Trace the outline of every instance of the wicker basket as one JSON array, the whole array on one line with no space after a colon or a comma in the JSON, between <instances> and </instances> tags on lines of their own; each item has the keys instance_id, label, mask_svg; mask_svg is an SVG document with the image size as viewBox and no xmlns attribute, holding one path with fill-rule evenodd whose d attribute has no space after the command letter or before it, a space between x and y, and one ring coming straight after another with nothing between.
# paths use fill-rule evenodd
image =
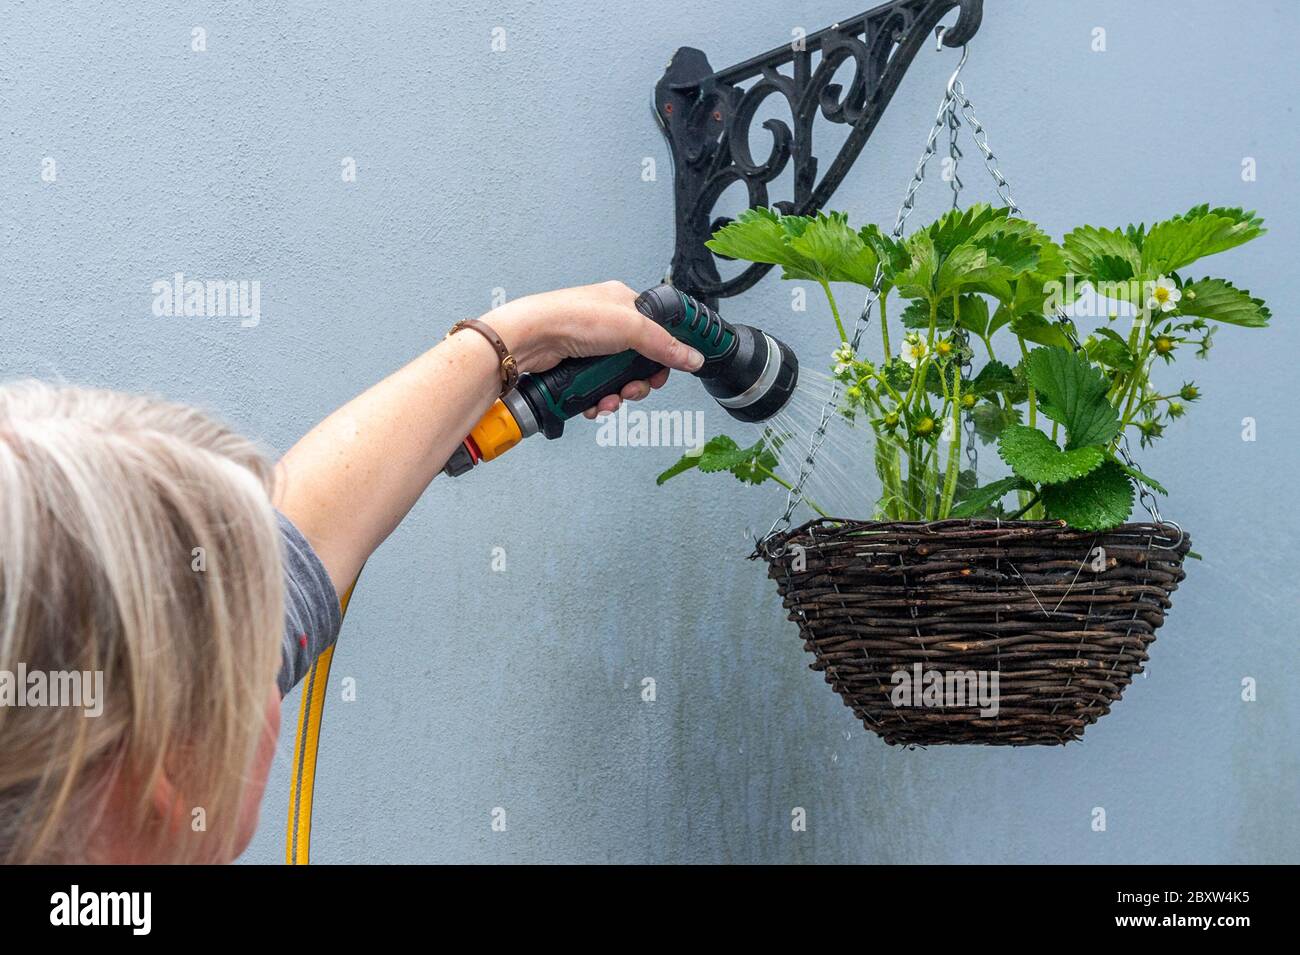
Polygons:
<instances>
[{"instance_id":1,"label":"wicker basket","mask_svg":"<svg viewBox=\"0 0 1300 955\"><path fill-rule=\"evenodd\" d=\"M756 556L811 668L885 742L1028 746L1079 739L1141 672L1189 544L1157 524L822 519Z\"/></svg>"}]
</instances>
---*---
When you set down the material above, keep every word exact and include no pictures.

Trace the outline of every instance of the wicker basket as one JSON array, the whole array on one line with no space after a colon or a comma in the JSON, between <instances> and </instances> tags on lines of their own; each item has the keys instance_id, label, mask_svg; mask_svg is an SVG document with the image size as viewBox and no xmlns attribute, holding one path with fill-rule evenodd whose d attribute has no space after the command letter or before it, a space between x and y, and one ring coming straight after another with nothing between.
# paths use fill-rule evenodd
image =
Polygons:
<instances>
[{"instance_id":1,"label":"wicker basket","mask_svg":"<svg viewBox=\"0 0 1300 955\"><path fill-rule=\"evenodd\" d=\"M756 556L811 668L885 742L1028 746L1079 739L1141 672L1189 544L1157 524L822 519Z\"/></svg>"}]
</instances>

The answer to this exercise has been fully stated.